» **SELECTION**:
++++++++++

On Wed, 2006-08-16 at 17:22 -0500, Andrew Johnson wrote:
> Till Straumann wrote:
> > On Thu, 2006-08-10 at 14:58 -0500, Andrew Johnson wrote:
> >
> >> Interrupts may not be as quick at actually getting to the CPU as a
> >> Target Abort - I don't know whether modern CPUs finish off any/all
> >> instructions that they've already started running before they actually
> >> switch to processing the exception, but it's likely that there will be
> >> a number of instructions pending. This also supposes that interrupts
> >> are enabled at the time the bus error gets flagged.
> >
> > Yes, the latter is true. However, VME access is so slow that having
> > interrupts disabled around longer manipulations is not a good idea
> > anyways.
>
> It is sometimes impossible to write code that has to manipulate the
> interrupt registers of a VME slave card without disabling interrupts to
> the CPU.
>
> > Note that the 'machine check' generated by the target abort is also
> > just an external interrupt line. I can't see how that differs much
> > from using EE. On board designs using the universe, the target abort
> > is generated by the host bridge and propagated via the MCP or TSA
> > line to the CPU and therefore inherently asynchronous to instruction
> > execution also.
>
> The Machine Check exception generated by the Target Abort is synchronous
> with the termination of the read cycle that caused the VME bus error,
> and it is thus possible to determine the instruction that caused the
> fault. For example, on an MVME2700 (Universe-2) with my BSP:
>
> mv2700> d 0xf0000000
> f0000000:
> VME Bus Error accessing A24: 0x000000
> machine check
> Exception next instruction address: 0x001ba5e0
> Machine Status Register: 0x0008b030
> Condition Register: 0x20004084
> Task: 0x1d3b1d0 "tShell"

++++++++++

» **ITEMS**:

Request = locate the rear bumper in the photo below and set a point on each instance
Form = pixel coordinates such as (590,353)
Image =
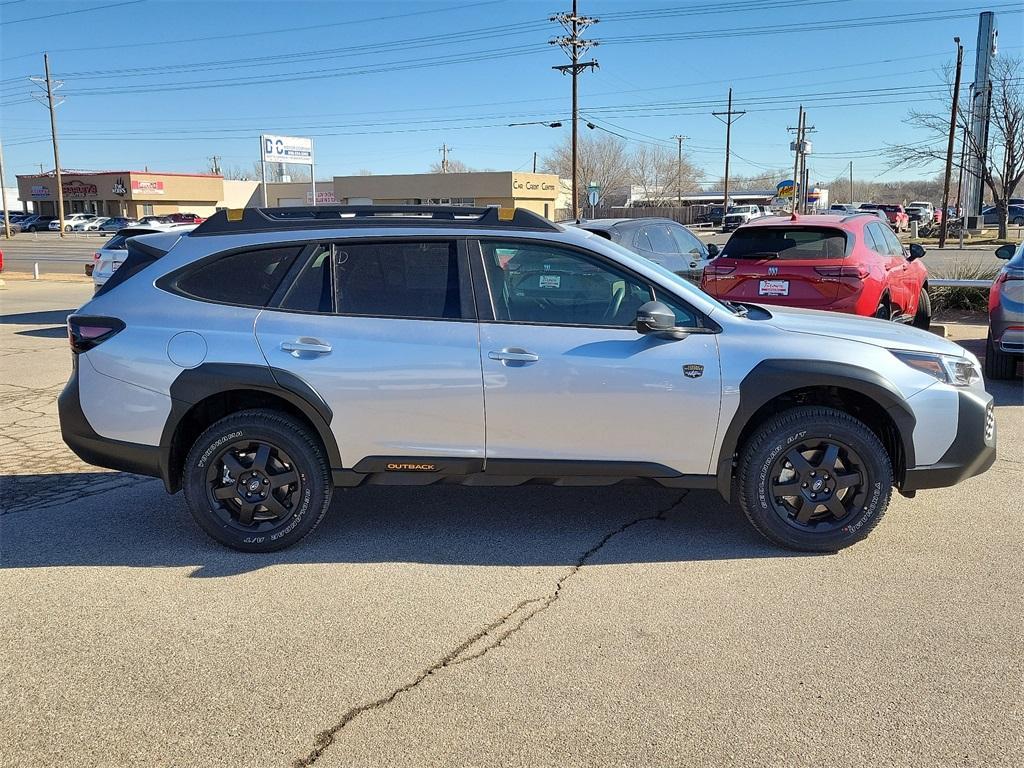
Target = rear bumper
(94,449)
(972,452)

++++++++++

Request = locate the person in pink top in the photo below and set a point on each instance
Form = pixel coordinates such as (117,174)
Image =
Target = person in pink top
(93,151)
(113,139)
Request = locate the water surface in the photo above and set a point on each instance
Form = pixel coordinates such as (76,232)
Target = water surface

++++++++++

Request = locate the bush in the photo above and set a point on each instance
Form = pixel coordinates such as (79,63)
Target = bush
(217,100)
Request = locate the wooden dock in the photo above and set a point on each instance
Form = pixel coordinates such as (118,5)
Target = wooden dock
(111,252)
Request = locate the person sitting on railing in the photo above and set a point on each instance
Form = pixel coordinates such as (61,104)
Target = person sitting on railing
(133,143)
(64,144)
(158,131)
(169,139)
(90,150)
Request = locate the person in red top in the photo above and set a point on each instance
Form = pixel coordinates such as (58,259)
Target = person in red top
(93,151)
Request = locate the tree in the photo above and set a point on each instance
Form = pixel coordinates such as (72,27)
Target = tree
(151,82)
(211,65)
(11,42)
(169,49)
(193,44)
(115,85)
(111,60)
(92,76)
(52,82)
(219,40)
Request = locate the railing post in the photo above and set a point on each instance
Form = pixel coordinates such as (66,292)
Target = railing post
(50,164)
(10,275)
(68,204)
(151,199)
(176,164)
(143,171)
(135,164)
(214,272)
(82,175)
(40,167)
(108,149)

++++++++++

» **PROBLEM SET**:
**a.** Answer these questions about the VME bus error thread:
(i) On board designs using the Universe, what generates the target abort, and by which line is it propagated to the CPU?
(ii) On which board is the example given?
(iii) What task name appears in the example output?
**b.** Carry on the VME bus error thread from its final line.

» **THE REPLIES**:
**a.**
(i) The host bridge generates it, and it is propagated to the CPU via the MCP or TSA line.
(ii) An MVME2700 (Universe-2).
(iii) "tShell"

**b.**
>
> A disassembly shows the exception instruction:
>
> mv2700> l 0x001ba5d0
> 0x1ba5d0 3c60001f lis r3,0x1f # 31
> 0x1ba5d4 3ba10030 addi r29,r1,0x30 # 48
> 0x1ba5d8 386302b4 addi r3,r3,0x2b4 # 692
> 0x1ba5dc a0090000 lhz r0,0(r9)
> 0x1ba5e0 901e0004 stw r0,4(r30)
> 0x1ba5e4 93010030 stw r24,48(r1)
> 0x1ba5e8 a09e0006 lhz r4,6(r30)
> 0x1ba5ec 4cc63182 crxor crb6,crb6,crb6
> 0x1ba5f0 4bfe1b61 bl 0x19c150 # printf
>
> The instruction at 0x001ba5dc is the lhz instruction that tried to read
> the location at A24:000000
>
> >> If the Bus Error occurs inside an interrupt service routine,
> >
> > I consider this a fatal, nonrecoverable error.
>
> I also consider it a pretty fatal error, but I want my hardware and OS
> to be able to tell me where it was when the problem occurred so I can
> quickly figure out what actually happened.
>
> > you're invariably gonna see more of this as CPUs get faster ;-)
>
> Actually CPUs have pretty much stopped getting faster nowadays (although
> the highest speeds haven't filtered through to the VME world yet); we're
> just putting them in parallel to achieve speedups now...
>
> > In any case, IMO, a bus error should be considered a serious error that
> > must be avoided (except for 'probing' during initialization)
> > because of the significant latencies that can be introduced
> > by a VME bus timeout.
>
> I'm not disputing that we should avoid bus errors, but they are a fact
> of life in a failing VME system. Unfortunately the Tempe chip's flawed
> design makes the system's response to one much less than ideal, given
> that the Target Abort mechanism is available on the PCIbus and Tundra
> have already managed to implement the necessary circuitry to use it in
> the Universe-2 chip.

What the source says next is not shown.